Location identification entries
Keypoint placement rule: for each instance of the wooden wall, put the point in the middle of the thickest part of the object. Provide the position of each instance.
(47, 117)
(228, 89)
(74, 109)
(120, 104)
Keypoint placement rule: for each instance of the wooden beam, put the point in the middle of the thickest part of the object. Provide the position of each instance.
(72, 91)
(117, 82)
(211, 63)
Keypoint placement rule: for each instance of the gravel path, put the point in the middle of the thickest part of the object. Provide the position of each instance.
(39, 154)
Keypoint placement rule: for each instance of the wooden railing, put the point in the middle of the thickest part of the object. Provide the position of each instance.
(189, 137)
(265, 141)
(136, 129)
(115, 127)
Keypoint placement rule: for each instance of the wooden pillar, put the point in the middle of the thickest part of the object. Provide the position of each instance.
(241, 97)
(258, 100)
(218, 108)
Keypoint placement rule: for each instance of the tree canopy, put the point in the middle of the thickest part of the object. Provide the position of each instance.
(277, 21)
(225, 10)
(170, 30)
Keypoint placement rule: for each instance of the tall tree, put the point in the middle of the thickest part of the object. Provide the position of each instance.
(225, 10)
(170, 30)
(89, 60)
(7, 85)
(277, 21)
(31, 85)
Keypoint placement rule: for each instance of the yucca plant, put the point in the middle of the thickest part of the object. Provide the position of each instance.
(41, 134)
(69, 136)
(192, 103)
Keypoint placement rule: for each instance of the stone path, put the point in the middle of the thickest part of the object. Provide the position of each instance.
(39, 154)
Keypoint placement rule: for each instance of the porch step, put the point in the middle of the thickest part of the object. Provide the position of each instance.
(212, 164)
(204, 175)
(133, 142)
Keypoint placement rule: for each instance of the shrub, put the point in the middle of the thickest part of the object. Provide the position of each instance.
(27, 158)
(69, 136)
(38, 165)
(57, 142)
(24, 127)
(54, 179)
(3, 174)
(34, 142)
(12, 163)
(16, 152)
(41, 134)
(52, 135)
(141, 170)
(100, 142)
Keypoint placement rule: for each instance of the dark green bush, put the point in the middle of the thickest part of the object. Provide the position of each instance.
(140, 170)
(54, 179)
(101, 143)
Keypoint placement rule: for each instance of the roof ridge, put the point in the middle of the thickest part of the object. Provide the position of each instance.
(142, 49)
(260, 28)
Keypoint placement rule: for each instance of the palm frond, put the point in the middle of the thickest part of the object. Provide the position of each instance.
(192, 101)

# [What is asked]
Output every line of the material above verbatim, changing nothing.

# [Task response]
Keypoint placement rule: for each instance of the wooden wall, put the point in the middle of the thickest part of the object. Provide the position of each instance.
(47, 117)
(228, 89)
(74, 109)
(120, 104)
Keypoint placement rule: for each instance of the wooden beam, put the point in the middle of the thickest part of the object. Provide the position of each instance.
(72, 91)
(117, 82)
(211, 63)
Keypoint placement rule: for each instance of the gravel path, put the point in the middle of the thickest part of the object. Provide the position of each instance.
(39, 154)
Keypoint placement rule: for each instance of the wooden railing, put the point in the middle of the thickest part of the object. Provide the position of each instance.
(189, 137)
(265, 141)
(136, 129)
(115, 127)
Keypoint placement rule: for each instance of the wooden pillar, put the point in the middle of the thickest part of the object. Provide the position of each instance.
(241, 97)
(258, 100)
(218, 108)
Keypoint placement rule: for each instance of the tree canopy, put the point in the middle of the thickest part of the object. Provide the position of each instance.
(277, 21)
(225, 10)
(170, 30)
Keypoint placement rule: for each instance of the tall tree, put the point in the middle of the thickest part of the object. Provide the position of each instance.
(225, 10)
(170, 30)
(89, 60)
(7, 85)
(277, 21)
(31, 85)
Keypoint placement rule: for each instance of the yucca plant, put the point in the middle of the thickest part of the object. Provide the position of each instance.
(41, 134)
(69, 136)
(192, 103)
Keypoint placement rule: for each instance of the stone path, put the point in the middle of the thickest part of the object. Provide the position of each instance.
(39, 154)
Keypoint placement rule: for each instance of the porch step, put the point in the middle of the thickest part of the object. Provide the position of each instance.
(212, 164)
(204, 175)
(133, 142)
Keypoint placement rule: for each instance of the shrub, put the point in the middle of the thickest part of the object. Provide the position of each instance.
(27, 158)
(69, 136)
(38, 165)
(57, 142)
(24, 127)
(54, 179)
(3, 174)
(34, 142)
(12, 163)
(16, 152)
(41, 134)
(52, 135)
(141, 170)
(100, 142)
Keypoint placement rule: for each instance of the dark green bush, put the point in the middle of the thickest part of the object. Provide the position of each instance.
(140, 170)
(54, 179)
(101, 143)
Keypoint placement rule: for each instance of the roof ridge, put the point in the middle of the thickest part of the object. Provide the position of each instance.
(142, 49)
(260, 28)
Keypoint placement rule: for each instance of the palm frond, put the point in the middle of the thickest part of the object. Provide the position of each instance.
(192, 101)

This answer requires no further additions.